> **Azione richiesta**
Continua l'intervista sull'epidemia di Covid dopo l'ultima risposta riportata, con la stessa alternanza di domande e risposte.

A cosa serviva il piano?
«Era il piano del ministro per la ripresa. Era, come detto, sviluppato in cinque punti. Si parlava dei comportamenti da rispettare; c’erano i finanziamenti per i Covid Hospital, dunque per strutture esclusivamente dedicata ai pazienti con questa patologia; c’erano risorse per ristrutturare i pronto soccorso, in modo che vi fossero percorsi differenti per i casi Covid; parliamo anche dei finanziamenti per rafforzare la medicina territoriale, dunque per i medici di medicina generale e per i servizi di tracciamento e per l’assistenza domiciliare; infine, si doveva puntare sul tracciamento tecnologico, per una maggiore diffusione della app Immuni. Tutte queste cose spesso non sono state fatte e oggi ne paghiamo le conseguenze».

Oggi come possiamo affrontare la situazione?
«Forse ricorderà che due settimane fa io avevo detto che con delle contromisure avremmo potuto arginare una epidemia che ci avrebbe portato a 16mila casi al giorno entro Natale. In realtà, i 16 mila casi li abbiamo avuti giovedì. Si tratta chiaramente di un ritmo di crescita insostenibile. Ogni giorno che passa, senza che vengano prese misure molto rigorose, la situazione peggiora. A questo punto non bastano più le misure di contenimento, servono quelle di mitigazione».

Cosa significa?
«Servono lockdown mirati ad alcune province o anche regioni. In altri termini: se non facciamo tempestivamente chiusure mirate, poi presto saremo costretti a ricorrere a chiusure generalizzate».

Quando parla di chiusure mirate, si riferisce a determinate categorie o fasce orarie, o a territori da mettere in sicurezza?
«Io parlo di aree geografiche».

> **Dati grezzi**
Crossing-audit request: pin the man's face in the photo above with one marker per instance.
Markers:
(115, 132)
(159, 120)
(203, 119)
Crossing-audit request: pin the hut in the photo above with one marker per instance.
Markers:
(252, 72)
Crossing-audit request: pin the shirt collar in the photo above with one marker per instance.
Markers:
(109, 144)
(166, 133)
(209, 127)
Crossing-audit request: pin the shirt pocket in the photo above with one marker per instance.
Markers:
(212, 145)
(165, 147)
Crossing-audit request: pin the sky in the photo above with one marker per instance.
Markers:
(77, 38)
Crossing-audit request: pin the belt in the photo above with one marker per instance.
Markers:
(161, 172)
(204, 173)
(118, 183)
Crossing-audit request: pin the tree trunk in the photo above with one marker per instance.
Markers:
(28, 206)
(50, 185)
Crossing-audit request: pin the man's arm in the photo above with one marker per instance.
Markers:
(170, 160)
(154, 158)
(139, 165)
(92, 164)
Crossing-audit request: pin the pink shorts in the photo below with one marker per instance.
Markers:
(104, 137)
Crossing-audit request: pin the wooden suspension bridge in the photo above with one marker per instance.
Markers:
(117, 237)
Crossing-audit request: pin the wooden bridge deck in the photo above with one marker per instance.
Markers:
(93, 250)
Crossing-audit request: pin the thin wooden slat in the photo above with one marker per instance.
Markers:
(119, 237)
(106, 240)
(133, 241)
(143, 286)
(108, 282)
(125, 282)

> **Risultato atteso**
In sintesi: è più importante concentrarsi con chiusure molto rigorose nelle aree dove il virus è fuori controllo invece che intervenire con coprifuoco, limitazioni degli orari e delle attività di alcune categoria.
«Guardi, le misure legate agli orari non hanno alcuna evidenza scientifica. Dove sono state applicate, non hanno avuto effetto nel contenimento. La Francia applica il coprifuoco da una settimana, ma l’incremento dei contagi è ancora molto sostenuto. Per questo dico che è più importante intervenire tempestivamente nelle aree dove il virus è fuori controllo».

L’emergenza Covid rischia di avere anche gravi effetti collaterali, perché peggiora l’assistenza ad altre malattie.
«Rischiamo di pagare, già adesso, un prezzo altissimo. Il mancato potenziamento degli ospedali, che doveva essere fatto da giugno in poi, oggi porta tutti a concentrarsi sui casi di coronavirus a cui bisogna trovare posto nei reparti perché gli ospedali riservati ai pazienti Covid sono già saturi. Questo compromette l’assistenza ai pazienti di altre patologie, perché i reparti vengono chiusi o riservati, appunto, solo ai pazienti Covid».

Oggi il professor Palù dichiara che il 95 per cento dei contagiati è asintomatico.
«Che cosa significa? Se i sintomatici sono il 5 per cento su decine di migliaia di casi positivi, avremo una pressione sugli ospedali di migliaia di pazienti Covid. Si tratta di una sciocchezza».


Quanto la preoccupano le proteste di venerdì sera a Napoli?
«Non c’è dubbio che sia stato un evento organizzato. Ciò premesso, che questa epidemia possa trasformarsi da una emergenza sanitaria a una emergenza sociale è indubbio. Per questo, è necessario prendere delle misure coraggiose e tempestive prima che sia troppo tardi. Abbiamo già perso due settimane».